## WORK ORDER
Copy each entry below exactly.

## DATA IN THIS EXERCISE
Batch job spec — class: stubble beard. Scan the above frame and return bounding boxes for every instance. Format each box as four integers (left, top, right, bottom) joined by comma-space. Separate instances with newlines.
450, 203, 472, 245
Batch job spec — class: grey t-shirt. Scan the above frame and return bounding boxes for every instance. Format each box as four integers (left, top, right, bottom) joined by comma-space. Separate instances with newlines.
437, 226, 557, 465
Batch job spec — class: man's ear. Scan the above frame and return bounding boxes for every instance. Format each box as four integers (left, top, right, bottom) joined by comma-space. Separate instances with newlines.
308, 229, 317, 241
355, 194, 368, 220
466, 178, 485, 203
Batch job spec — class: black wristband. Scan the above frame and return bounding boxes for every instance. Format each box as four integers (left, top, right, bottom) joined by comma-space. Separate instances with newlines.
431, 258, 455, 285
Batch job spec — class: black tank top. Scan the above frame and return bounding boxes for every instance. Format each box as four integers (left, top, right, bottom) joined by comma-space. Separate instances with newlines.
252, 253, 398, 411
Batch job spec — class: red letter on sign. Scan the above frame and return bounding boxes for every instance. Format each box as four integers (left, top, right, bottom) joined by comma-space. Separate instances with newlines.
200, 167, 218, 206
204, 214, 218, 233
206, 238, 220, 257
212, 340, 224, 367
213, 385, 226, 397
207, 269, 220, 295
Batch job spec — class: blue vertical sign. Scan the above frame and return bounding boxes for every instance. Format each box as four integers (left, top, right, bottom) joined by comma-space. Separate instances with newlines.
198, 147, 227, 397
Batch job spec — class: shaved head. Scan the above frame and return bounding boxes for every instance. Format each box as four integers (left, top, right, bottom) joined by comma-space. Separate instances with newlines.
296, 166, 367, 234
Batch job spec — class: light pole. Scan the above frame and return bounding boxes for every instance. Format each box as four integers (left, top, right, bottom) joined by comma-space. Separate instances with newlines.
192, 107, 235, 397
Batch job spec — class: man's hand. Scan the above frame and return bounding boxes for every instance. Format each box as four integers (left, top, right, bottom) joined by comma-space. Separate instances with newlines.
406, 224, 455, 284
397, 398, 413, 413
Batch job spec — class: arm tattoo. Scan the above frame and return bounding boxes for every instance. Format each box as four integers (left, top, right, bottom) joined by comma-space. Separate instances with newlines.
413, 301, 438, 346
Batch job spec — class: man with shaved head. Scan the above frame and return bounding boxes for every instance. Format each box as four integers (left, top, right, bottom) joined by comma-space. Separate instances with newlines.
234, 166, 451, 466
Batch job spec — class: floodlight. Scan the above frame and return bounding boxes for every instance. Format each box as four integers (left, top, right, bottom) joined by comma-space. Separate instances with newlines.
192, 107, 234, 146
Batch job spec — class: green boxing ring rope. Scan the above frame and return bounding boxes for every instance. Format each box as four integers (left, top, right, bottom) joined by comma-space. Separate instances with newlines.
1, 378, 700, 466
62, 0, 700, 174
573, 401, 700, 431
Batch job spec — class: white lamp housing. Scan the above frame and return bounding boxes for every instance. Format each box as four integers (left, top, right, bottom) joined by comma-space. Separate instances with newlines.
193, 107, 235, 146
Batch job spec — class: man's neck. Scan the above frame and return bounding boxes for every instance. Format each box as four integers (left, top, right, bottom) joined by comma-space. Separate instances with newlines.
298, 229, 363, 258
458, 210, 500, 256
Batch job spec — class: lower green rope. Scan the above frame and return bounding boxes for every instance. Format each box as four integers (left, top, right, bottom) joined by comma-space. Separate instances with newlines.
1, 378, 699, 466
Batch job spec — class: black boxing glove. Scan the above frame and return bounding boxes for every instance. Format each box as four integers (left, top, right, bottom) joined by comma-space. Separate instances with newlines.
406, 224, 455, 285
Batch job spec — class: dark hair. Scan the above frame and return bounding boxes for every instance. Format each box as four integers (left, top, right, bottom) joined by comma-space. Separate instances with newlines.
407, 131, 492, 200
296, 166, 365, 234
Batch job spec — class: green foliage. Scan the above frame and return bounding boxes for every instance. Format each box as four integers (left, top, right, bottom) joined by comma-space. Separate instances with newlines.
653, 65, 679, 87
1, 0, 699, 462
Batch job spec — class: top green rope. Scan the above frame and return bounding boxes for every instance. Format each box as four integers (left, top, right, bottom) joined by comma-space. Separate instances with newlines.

## YOUR SOLUTION
Batch job spec — class: stubble beard. Scan the above frame and return bounding boxes for every instance. Format each box as four integers (left, top, right, bottom) joined by comma-space. Separate instances with newlines.
450, 203, 472, 245
Batch job spec — class: grey t-shirt. Scan the above frame and return bounding boxes for every instance. Format each box as four integers (left, top, right, bottom) joined by comma-space. Separate instances with newlines.
437, 226, 557, 465
Batch job spec — class: man's ear. Scan the above frame and return bounding boxes for every instance. Format each box as four integers (left, top, right, bottom) joined by comma-space. Separate instances with newlines.
308, 229, 317, 241
355, 194, 368, 220
466, 178, 485, 203
Batch job spec — class: black wristband. Scan the above frame and return bounding boxes for every instance. Format each box as four integers (left, top, right, bottom) joined by comma-space. Separate instances with newlines.
431, 258, 455, 285
Batch job spec — class: black tank top. Scan the above frame and return bounding boxes for every instance. Format each box as four integers (left, top, right, bottom) joined by comma-space. Separate instances with newlines.
252, 253, 398, 411
Batch job spec — class: red letter on sign. Scan the above frame and return bounding boxes for every instance. Format each box as four integers (left, top, right, bottom) joined by comma-space. Separate instances with newlines.
200, 167, 218, 206
204, 214, 218, 233
206, 238, 220, 257
212, 340, 224, 367
213, 385, 226, 397
207, 269, 220, 295
Batch job spec — class: blue vertical sign. Scan the above frame and return bounding boxes for every instance. Format each box as four integers (left, top, right, bottom) joined by comma-space. Separate instances with newlines.
198, 147, 227, 397
Batch job spec — class: shaved head. Scan the above frame and return bounding boxes for every instance. Format each box as four integers (left, top, right, bottom) joined by comma-space. Separate instances with newlines.
296, 166, 367, 234
Batch job spec — class: light pole. Scan the above frame and return bounding boxes for every instance. Format each box as four integers (left, top, right, bottom) joined by comma-space. Separate instances with newlines.
192, 107, 235, 397
Batch job spec — class: man's hand. Scan the above frame and return bounding boxes for every instance. Format each box as four integers (left, top, right, bottom) joined by comma-space. Separate instances with newlines.
406, 224, 455, 284
397, 398, 413, 413
Batch job spec — class: arm tattoo. Scan the above frame and return bounding boxes for every instance. Format each box as four integers (left, top, right, bottom) joined by comma-space. Separate instances with newlines.
413, 301, 438, 346
Batch job spec — class: man with shaved head. Scan the above frame and return bounding boxes for every instance. Format each box as four integers (left, top, right, bottom) joined by comma-space. Separate instances with newlines.
234, 166, 451, 466
Batch job spec — class: floodlight. Scan the above frame and return bounding boxes for every instance. Format each box as four integers (left, top, right, bottom) joined by comma-space. Separate instances with newlines.
192, 107, 234, 146
Batch job spec — class: green boxing ring rope. Scan the above frame and return bounding boxes for every instance. Format each box as four integers (left, top, right, bottom) joined by comma-space. Separate instances with newlines.
1, 378, 700, 466
62, 0, 700, 174
573, 401, 700, 431
Batch job spec — class: white lamp housing. Scan the above frame and return bounding boxes for every instance. Format each box as four integers (left, top, right, bottom) joined by comma-space. Separate instances with newlines.
193, 107, 235, 146
Batch job spec — class: man's neck. Scan the above frame and return bounding boxes for every instance. Format each box as four integers (left, top, right, bottom) joined by comma-space. Separate instances with newlines.
298, 229, 363, 258
458, 210, 500, 256
Batch job spec — class: lower green rope. Scan the above frame and return bounding boxes for every instance. Format each box as four integers (left, top, right, bottom) joined by comma-space. Separate instances with newlines.
1, 378, 699, 466
Batch job spec — class: black boxing glove. Scan the above frame and return bounding boxes for every instance. Format each box as four integers (left, top, right, bottom) joined by comma-space. Separate instances with newlines.
406, 224, 455, 285
Batch job spec — class: dark hair. Scan the above frame and return bounding boxes for every instance. Format each box as four integers (left, top, right, bottom) joined by comma-space. Separate instances with newlines.
407, 131, 492, 200
296, 166, 365, 234
Batch job spec — class: green foliage. Scan the above frame and return bounding boxes for every instance. Format each box as four integers (left, top, right, bottom) joined by comma-space. Separate instances with newlines.
653, 65, 679, 87
1, 0, 699, 462
Batch job spec — class: top green rope. Scan the above frame and return bounding boxes for every instance. Format each box as four integers (left, top, right, bottom) joined by comma-space. Separate instances with newlines.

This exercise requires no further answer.